### 作業内容
以下の展覧会レビューにある次の一文を英語に訳してください:「この展覧会は、1983年に構想が発表されてから約40年後に実現した大阪中之島美術館のオープニング展覧会となります。」

【感想】「Hello! Super Collection 超コレクション展 ―99のものがたり―」(大阪中之島美術館、2022/2/2~3/21)レビュー

展覧会の概要

大阪中之島美術館で開催されている「Hello! Super Collection 超コレクション展 ―99のものがたり―」(2022年2月2日~3月21日)に行ってきました。

 

この展覧会は、1983年に構想が発表されてから約40年後に実現した大阪中之島美術館のオープニング展覧会となります。当美術館が所蔵する6000点を超えるコレクションから約400点の代表的な作品が展示されています。

大阪中之島美術館大阪中之島美術館「Hello! Super Collection 超コレクション展 ―99のものがたり―」

 

展覧会の構成

第1章:Hello! Super Collectors コレクション形成史の源を紹介
第2章:Hello! Super Stars 代表的な近代・現代美術作品を紹介
第3章:Hello! Super Visions デザイン作品を中心に紹介

 

感想①「コレクションの成り立ち」

### 提供資料
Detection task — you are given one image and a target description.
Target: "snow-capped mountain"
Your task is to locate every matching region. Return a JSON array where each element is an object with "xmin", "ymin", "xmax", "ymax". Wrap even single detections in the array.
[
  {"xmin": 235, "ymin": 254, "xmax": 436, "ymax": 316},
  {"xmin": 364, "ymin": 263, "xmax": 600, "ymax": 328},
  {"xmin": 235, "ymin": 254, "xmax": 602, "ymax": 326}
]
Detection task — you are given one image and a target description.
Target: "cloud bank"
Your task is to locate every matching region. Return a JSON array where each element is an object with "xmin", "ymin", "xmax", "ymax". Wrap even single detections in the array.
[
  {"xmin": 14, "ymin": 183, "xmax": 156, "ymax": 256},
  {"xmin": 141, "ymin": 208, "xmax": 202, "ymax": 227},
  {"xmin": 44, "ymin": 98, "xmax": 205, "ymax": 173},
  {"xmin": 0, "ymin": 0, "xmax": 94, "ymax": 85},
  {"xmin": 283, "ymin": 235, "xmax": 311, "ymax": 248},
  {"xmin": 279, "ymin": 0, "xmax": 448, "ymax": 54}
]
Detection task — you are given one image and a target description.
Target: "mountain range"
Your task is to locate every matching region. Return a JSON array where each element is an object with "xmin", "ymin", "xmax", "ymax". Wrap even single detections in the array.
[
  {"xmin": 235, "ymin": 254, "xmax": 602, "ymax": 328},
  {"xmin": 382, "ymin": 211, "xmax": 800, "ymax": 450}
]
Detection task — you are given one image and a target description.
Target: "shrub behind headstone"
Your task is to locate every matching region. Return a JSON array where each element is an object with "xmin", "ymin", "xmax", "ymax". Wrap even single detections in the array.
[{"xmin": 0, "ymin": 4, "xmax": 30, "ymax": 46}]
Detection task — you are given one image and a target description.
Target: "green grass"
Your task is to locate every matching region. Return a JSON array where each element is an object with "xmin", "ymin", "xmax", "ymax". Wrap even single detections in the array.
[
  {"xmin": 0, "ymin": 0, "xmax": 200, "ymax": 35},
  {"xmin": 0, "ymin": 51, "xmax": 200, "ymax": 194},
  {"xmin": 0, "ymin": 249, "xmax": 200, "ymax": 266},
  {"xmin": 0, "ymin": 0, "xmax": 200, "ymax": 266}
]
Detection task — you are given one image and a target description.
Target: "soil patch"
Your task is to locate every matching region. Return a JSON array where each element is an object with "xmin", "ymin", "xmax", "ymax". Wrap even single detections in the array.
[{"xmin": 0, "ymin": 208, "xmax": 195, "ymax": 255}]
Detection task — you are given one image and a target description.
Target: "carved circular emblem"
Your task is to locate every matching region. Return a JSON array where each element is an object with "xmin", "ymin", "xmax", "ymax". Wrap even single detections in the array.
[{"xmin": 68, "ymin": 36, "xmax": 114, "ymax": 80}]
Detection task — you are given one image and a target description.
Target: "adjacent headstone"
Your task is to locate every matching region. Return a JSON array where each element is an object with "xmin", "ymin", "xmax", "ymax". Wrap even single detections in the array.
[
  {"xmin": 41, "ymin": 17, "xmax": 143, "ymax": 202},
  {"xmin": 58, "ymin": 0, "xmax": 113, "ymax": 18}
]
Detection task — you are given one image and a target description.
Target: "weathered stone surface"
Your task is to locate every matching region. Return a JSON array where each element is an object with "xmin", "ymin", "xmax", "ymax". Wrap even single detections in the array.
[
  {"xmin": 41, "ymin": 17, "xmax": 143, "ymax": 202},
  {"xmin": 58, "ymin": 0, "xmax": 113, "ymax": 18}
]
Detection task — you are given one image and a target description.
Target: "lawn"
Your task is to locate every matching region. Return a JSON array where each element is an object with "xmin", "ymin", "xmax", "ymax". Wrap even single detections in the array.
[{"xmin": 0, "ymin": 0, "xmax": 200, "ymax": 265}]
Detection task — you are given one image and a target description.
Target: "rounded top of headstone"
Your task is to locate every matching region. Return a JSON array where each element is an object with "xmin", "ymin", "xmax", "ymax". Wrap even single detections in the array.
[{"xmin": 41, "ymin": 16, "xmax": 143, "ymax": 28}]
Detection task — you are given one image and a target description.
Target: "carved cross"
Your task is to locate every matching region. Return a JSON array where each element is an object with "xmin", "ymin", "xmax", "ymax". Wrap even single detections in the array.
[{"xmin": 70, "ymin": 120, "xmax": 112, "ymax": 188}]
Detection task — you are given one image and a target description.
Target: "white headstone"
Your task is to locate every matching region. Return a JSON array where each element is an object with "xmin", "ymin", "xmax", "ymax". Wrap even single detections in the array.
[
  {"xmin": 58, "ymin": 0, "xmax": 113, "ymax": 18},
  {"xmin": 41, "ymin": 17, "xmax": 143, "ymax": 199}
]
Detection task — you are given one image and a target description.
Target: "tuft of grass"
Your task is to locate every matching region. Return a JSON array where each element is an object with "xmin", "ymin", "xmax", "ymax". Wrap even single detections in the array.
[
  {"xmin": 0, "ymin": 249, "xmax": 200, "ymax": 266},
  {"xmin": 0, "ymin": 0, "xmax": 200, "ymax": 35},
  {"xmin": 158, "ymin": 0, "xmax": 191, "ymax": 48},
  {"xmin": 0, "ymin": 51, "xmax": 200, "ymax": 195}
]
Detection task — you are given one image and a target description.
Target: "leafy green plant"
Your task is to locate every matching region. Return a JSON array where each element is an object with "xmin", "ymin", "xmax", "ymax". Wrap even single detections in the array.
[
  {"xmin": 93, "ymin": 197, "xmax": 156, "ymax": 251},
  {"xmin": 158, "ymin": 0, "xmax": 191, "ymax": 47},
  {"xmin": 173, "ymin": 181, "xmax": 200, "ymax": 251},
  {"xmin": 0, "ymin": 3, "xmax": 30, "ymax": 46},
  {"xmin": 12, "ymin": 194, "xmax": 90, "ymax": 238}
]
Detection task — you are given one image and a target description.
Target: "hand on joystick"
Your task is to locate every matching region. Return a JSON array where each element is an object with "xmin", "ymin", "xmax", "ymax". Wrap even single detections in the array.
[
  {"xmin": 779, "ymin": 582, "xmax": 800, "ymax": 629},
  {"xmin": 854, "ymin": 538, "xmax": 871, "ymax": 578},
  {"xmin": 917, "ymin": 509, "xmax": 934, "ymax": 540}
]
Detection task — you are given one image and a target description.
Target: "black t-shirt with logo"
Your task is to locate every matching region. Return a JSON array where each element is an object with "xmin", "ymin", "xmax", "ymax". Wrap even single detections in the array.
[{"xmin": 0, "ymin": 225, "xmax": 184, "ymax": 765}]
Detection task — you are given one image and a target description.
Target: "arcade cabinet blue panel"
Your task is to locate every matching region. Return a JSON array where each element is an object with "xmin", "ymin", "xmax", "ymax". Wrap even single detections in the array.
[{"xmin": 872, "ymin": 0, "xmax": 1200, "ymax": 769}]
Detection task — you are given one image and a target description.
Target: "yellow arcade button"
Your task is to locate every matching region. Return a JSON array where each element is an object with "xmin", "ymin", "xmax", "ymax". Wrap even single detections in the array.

### 回答全文
This exhibition is the opening exhibition of the Nakanoshima Museum of Art, Osaka, which came into being about 40 years after its plan was first announced in 1983.